* **Records for this exercise**:
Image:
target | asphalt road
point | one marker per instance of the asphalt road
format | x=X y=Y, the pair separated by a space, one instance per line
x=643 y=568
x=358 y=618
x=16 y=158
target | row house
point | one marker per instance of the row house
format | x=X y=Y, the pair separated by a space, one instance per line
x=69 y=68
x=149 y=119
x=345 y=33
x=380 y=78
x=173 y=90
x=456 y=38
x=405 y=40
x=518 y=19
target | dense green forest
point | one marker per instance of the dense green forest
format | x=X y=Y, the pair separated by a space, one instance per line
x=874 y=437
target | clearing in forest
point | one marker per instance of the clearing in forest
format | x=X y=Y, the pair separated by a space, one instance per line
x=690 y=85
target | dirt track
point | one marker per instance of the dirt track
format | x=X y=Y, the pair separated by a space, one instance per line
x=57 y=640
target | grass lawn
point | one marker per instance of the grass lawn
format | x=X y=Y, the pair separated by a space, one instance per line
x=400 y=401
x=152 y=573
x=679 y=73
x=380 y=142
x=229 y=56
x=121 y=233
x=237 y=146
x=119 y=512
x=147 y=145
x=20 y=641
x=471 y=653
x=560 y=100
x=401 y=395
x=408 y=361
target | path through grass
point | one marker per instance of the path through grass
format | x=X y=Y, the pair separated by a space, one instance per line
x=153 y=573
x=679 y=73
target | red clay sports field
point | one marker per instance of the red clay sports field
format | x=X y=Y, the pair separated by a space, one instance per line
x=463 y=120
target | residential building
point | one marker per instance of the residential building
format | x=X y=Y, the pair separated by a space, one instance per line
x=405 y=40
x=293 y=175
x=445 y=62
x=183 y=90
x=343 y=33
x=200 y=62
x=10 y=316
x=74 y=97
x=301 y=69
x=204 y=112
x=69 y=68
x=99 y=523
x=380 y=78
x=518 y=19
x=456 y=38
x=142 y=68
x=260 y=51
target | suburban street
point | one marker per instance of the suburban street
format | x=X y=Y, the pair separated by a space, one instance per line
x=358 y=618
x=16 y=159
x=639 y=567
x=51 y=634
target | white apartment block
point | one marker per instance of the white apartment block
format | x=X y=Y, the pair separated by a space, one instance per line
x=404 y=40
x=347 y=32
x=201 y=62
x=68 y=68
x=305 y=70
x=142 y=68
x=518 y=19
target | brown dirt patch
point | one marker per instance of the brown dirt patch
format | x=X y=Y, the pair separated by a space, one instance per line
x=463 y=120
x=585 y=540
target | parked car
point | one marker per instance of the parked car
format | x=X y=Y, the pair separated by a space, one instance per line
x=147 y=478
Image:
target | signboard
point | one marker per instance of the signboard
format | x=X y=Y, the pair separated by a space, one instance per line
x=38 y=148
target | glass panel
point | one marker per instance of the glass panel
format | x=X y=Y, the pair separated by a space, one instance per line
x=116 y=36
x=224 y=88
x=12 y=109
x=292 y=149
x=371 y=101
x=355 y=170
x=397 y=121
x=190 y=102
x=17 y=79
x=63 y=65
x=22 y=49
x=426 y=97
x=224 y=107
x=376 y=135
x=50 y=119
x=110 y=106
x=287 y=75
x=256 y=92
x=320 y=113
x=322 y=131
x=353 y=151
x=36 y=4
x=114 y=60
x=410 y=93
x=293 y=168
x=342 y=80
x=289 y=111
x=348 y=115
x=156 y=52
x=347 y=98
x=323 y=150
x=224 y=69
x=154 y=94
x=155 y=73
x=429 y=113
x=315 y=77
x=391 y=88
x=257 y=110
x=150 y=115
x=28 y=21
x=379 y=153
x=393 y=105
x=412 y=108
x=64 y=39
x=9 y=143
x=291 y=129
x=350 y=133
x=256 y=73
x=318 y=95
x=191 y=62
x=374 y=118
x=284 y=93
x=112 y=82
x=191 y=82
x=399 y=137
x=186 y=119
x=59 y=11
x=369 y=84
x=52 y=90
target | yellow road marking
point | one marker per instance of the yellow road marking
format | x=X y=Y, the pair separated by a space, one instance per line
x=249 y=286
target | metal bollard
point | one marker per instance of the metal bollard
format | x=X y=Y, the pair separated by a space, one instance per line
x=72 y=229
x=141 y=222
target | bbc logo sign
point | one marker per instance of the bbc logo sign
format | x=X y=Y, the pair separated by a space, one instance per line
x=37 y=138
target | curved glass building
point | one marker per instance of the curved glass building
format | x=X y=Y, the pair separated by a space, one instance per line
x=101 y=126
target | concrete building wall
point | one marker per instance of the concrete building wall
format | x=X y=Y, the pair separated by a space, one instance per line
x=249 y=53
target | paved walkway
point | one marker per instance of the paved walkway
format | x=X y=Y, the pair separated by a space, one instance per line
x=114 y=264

* **Goal of the exercise**:
Write the entries above out again, unchanged and complete.

* **Result of the exercise**:
Image:
target | asphalt road
point | one marker per instance of the asphalt road
format | x=X y=Y, the pair separated by a space, one instance per line
x=643 y=568
x=358 y=618
x=16 y=158
target | row house
point | one marker per instance of the row house
format | x=X y=Y, the pair separated by a space, one instance per line
x=69 y=68
x=149 y=119
x=345 y=33
x=380 y=78
x=173 y=90
x=456 y=38
x=405 y=40
x=518 y=19
target | dense green forest
point | one marker per instance of the dense green forest
format | x=X y=Y, the pair separated by a space, one instance per line
x=874 y=437
target | clearing in forest
point | one marker per instance of the clearing in forest
format | x=X y=Y, the pair separated by a space, one instance per line
x=690 y=85
target | dirt track
point | one marker per instance of the dirt track
format | x=X y=Y, the pair separated by a space, one instance per line
x=57 y=640
target | grass lawn
point | one marker per instance of the grass lawn
format | x=X y=Y, the pair separated by a space, one instance per line
x=400 y=401
x=152 y=573
x=679 y=73
x=380 y=142
x=229 y=56
x=121 y=233
x=237 y=146
x=119 y=512
x=147 y=145
x=20 y=641
x=471 y=653
x=560 y=100
x=401 y=395
x=408 y=361
target | path through grass
point | one marker per instance of the path through grass
format | x=X y=Y, the pair separated by a space, one instance per line
x=153 y=573
x=679 y=73
target | red clay sports field
point | one marker per instance of the red clay sports field
format | x=X y=Y, the pair separated by a space, one instance per line
x=463 y=120
target | residential building
point | one marker per instance of the residential building
format | x=X y=Y, the pair separated by a space, one instance per line
x=405 y=40
x=293 y=175
x=445 y=62
x=183 y=90
x=343 y=33
x=200 y=62
x=10 y=316
x=74 y=97
x=301 y=69
x=204 y=112
x=69 y=68
x=99 y=523
x=380 y=78
x=518 y=19
x=456 y=38
x=142 y=68
x=260 y=51
target | suburban street
point | one marker per instance of the suburban street
format | x=X y=Y, the pair separated by a space, one instance per line
x=358 y=618
x=16 y=159
x=639 y=567
x=51 y=634
target | white apartment block
point | one marker per instance of the white apartment block
format | x=X y=Y, the pair separated by a space, one instance per line
x=404 y=40
x=347 y=32
x=201 y=62
x=68 y=68
x=305 y=70
x=142 y=68
x=518 y=19
target | brown dirt patch
point | one marker per instance of the brown dirt patch
format | x=X y=Y, the pair separated by a space, one instance per line
x=463 y=120
x=585 y=540
target | parked car
point | one marker per instance of the parked car
format | x=X y=Y, the pair separated by a space, one instance per line
x=147 y=478
Image:
target | signboard
point | one marker per instance of the signboard
format | x=X y=Y, the pair separated by a space, one instance per line
x=38 y=148
target | glass panel
point | one marker per instance of the glass panel
format | x=X y=Y, the pair separated by a space, one instance per line
x=116 y=36
x=224 y=88
x=12 y=109
x=292 y=149
x=371 y=101
x=355 y=170
x=397 y=121
x=190 y=102
x=17 y=79
x=63 y=65
x=22 y=49
x=426 y=97
x=224 y=107
x=376 y=135
x=50 y=119
x=110 y=106
x=287 y=75
x=256 y=92
x=320 y=113
x=322 y=131
x=353 y=151
x=36 y=4
x=114 y=60
x=410 y=93
x=293 y=168
x=342 y=80
x=289 y=111
x=348 y=115
x=156 y=52
x=347 y=98
x=323 y=150
x=224 y=69
x=154 y=94
x=155 y=73
x=429 y=113
x=315 y=77
x=391 y=88
x=257 y=110
x=150 y=115
x=28 y=21
x=379 y=153
x=393 y=105
x=412 y=108
x=64 y=39
x=9 y=143
x=291 y=129
x=350 y=133
x=256 y=73
x=318 y=95
x=191 y=62
x=374 y=118
x=284 y=93
x=112 y=82
x=191 y=82
x=399 y=137
x=186 y=119
x=59 y=11
x=369 y=84
x=52 y=90
target | yellow road marking
point | one marker per instance of the yellow road marking
format | x=X y=Y, the pair separated by a space, one instance per line
x=249 y=286
target | metal bollard
point | one marker per instance of the metal bollard
format | x=X y=Y, the pair separated by a space, one instance per line
x=72 y=229
x=141 y=222
target | bbc logo sign
point | one marker per instance of the bbc logo sign
format | x=X y=Y, the pair separated by a space, one instance per line
x=37 y=138
target | curved glass building
point | one marker per instance of the curved glass building
format | x=X y=Y, the pair separated by a space, one instance per line
x=101 y=126
target | concrete building wall
point | one marker per instance of the concrete building wall
format | x=X y=Y, the pair separated by a space, one instance per line
x=249 y=53
target | paved walkway
point | one marker per instance of the paved walkway
format | x=X y=Y, the pair separated by a space, one instance per line
x=114 y=264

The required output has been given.